§ STATED EXERCISE A
Reproduce word for word the part of the court opinion starting at "December 8, 1988." and ending at "Tallahassee, for appellee.".

§ TEXT PROVIDED
· · · · ·

Supreme Court of Florida
Feb 6, 1989
536 So. 2d 1014 (Fla. 1989)

Opinion

No. 69004.

December 8, 1988. Rehearing Denied February 6, 1989.

Appeal from the Circuit Court, Escambia County, William Rowley, J.

William H. Allen, Arvid E. Roach II, James R. Murray and Timothy C. Hester of Covington Burling, Washington, D.C., for appellant.

Robert A. Butterworth, Atty. Gen. and Kurt L. Barch, Asst. Atty. Gen., Tallahassee, for appellee.


William Eutzy, a prisoner under sentence of death, appeals the trial court's denial of his motion to vacate judgment and sentence filed pursuant to Florida Rule of Criminal Procedure 3.850. We have jurisdiction pursuant to article V, section 3(b)(1), Florida Constitution, and affirm the denial of relief.

Eutzy was found guilty of the first-degree murder of a Pensacola taxicab driver. The trial court declined to follow a jury recommendation of life imprisonment. Finding three aggravating factors and no mitigating circumstances, the trial judge sentenced Eutzy to death. This Court affirmed the conviction and override sentence in Eutzy v. State, 458 So.2d 755 (Fla. 1984), cert. denied, 471 U.S. 1045, 105 S.Ct. 2062, 85 L.Ed.2d 336 (1985).

· · · · ·

Region labeling entries
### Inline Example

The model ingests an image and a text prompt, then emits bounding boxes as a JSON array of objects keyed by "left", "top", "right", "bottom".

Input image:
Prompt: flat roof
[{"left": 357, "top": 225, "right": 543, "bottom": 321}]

· · · · ·

§ STATED EXERCISE B
Output the region labeling entries as a two-column CSV with the headers text and answer. Give one row per entry, with its text and its answer each in a single quoted field and any line breaks replaced by spaces.

§ TASK OUTPUT A
December 8, 1988. Rehearing Denied February 6, 1989.

Appeal from the Circuit Court, Escambia County, William Rowley, J.

William H. Allen, Arvid E. Roach II, James R. Murray and Timothy C. Hester of Covington Burling, Washington, D.C., for appellant.

Robert A. Butterworth, Atty. Gen. and Kurt L. Barch, Asst. Atty. Gen., Tallahassee, for appellee.

§ TASK OUTPUT B
text,answer
"### Inline Example The model ingests an image and a text prompt, then emits bounding boxes as a JSON array of objects keyed by ""left"", ""top"", ""right"", ""bottom"". Input image: Prompt: flat roof","[{""left"": 357, ""top"": 225, ""right"": 543, ""bottom"": 321}]"